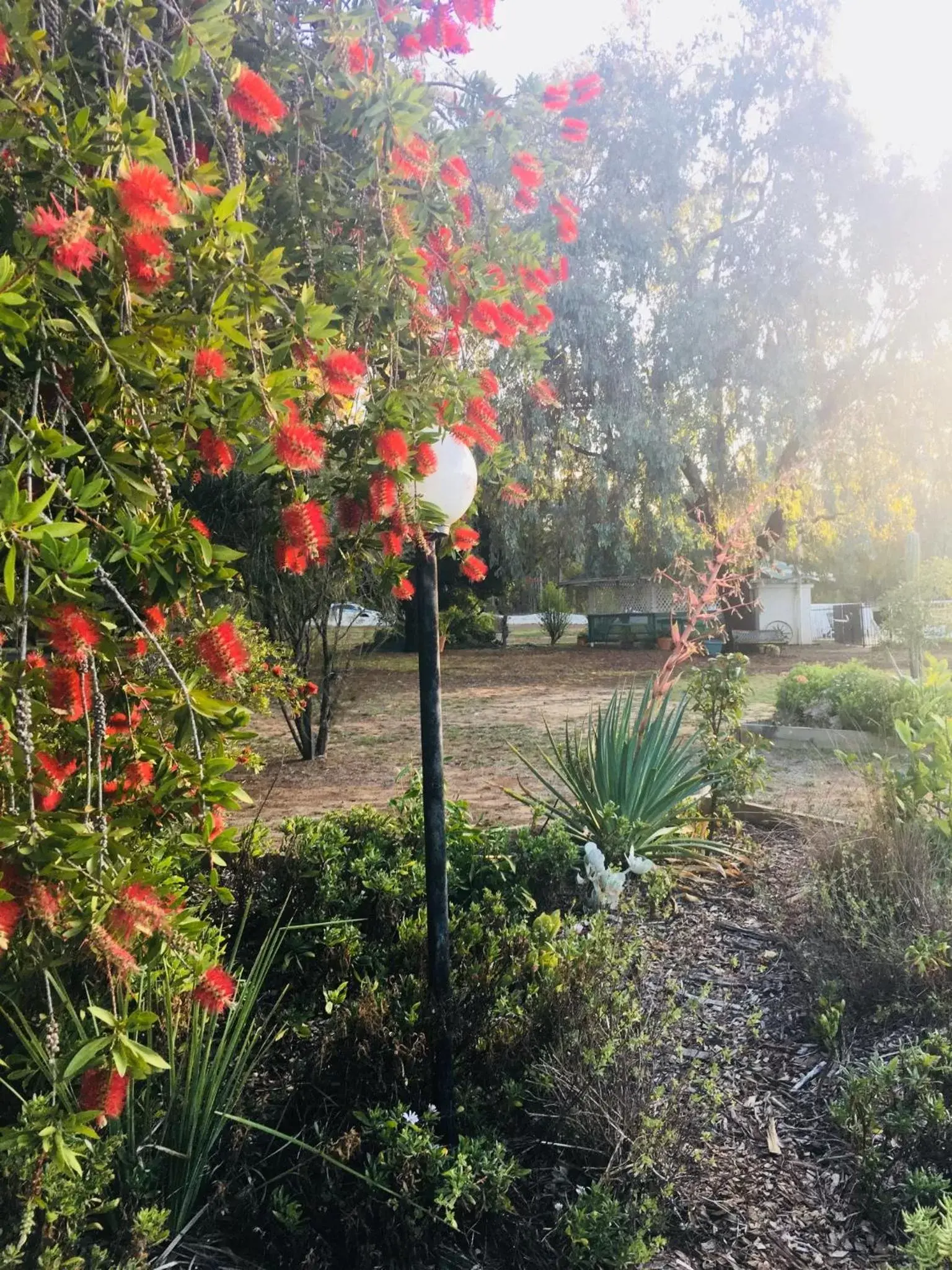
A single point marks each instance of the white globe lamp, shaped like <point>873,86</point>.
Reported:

★ ★ ★ ★

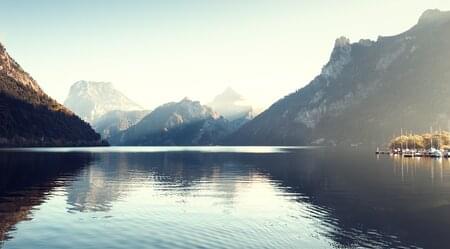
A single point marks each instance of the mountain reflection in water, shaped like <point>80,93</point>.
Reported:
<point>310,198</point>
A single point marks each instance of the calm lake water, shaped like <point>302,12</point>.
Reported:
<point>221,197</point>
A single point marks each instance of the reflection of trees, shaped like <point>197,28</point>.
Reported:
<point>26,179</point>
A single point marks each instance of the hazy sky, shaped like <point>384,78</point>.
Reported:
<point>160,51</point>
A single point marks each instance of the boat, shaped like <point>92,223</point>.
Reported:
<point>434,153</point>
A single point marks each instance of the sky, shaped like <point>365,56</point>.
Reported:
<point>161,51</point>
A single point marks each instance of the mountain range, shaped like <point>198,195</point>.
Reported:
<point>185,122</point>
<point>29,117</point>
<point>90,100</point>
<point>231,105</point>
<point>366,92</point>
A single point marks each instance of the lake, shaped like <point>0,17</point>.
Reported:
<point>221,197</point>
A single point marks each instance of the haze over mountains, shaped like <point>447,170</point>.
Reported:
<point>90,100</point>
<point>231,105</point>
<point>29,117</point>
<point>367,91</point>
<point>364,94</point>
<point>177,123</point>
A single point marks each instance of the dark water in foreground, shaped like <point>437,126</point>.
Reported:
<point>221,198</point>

★ ★ ★ ★

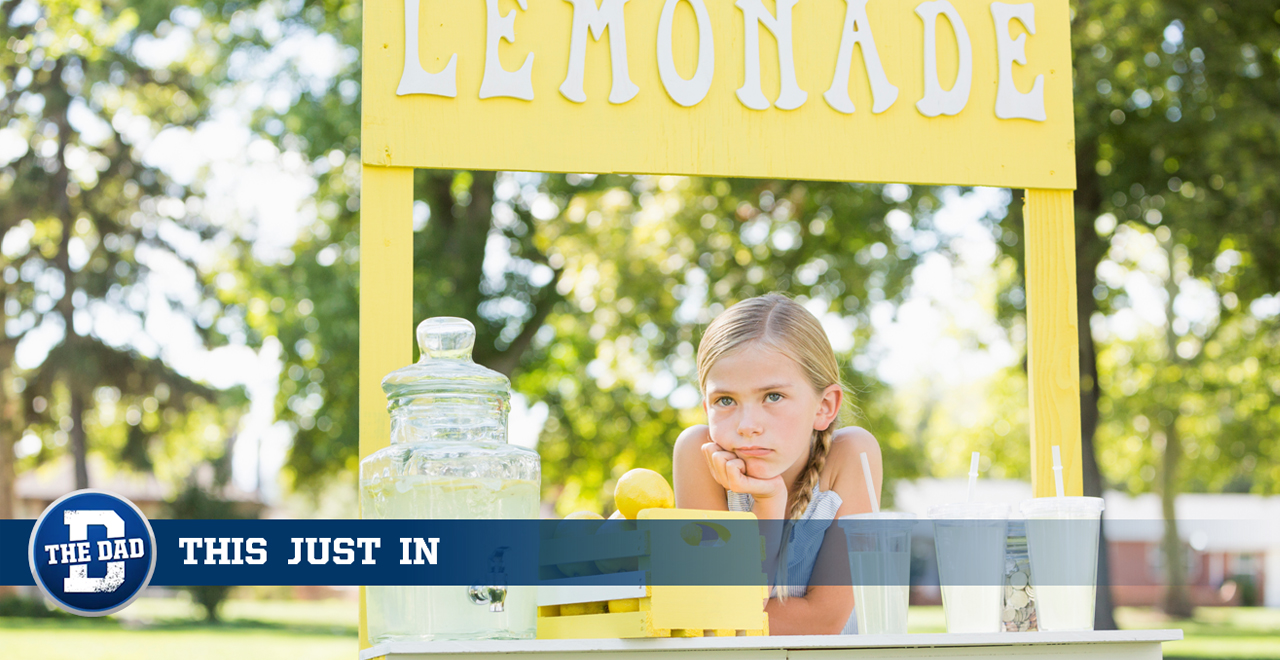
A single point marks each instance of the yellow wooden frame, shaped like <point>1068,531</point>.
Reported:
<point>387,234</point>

★ ★ ★ ★

== Given exercise ==
Extract every line of the records above that contains the word "lake", copying each line in full and in its original order.

== Answer to the exercise ==
A single point marks each instance of the calm lake water, shaped like <point>302,12</point>.
A single point marks each instance of the lake, shaped like <point>0,17</point>.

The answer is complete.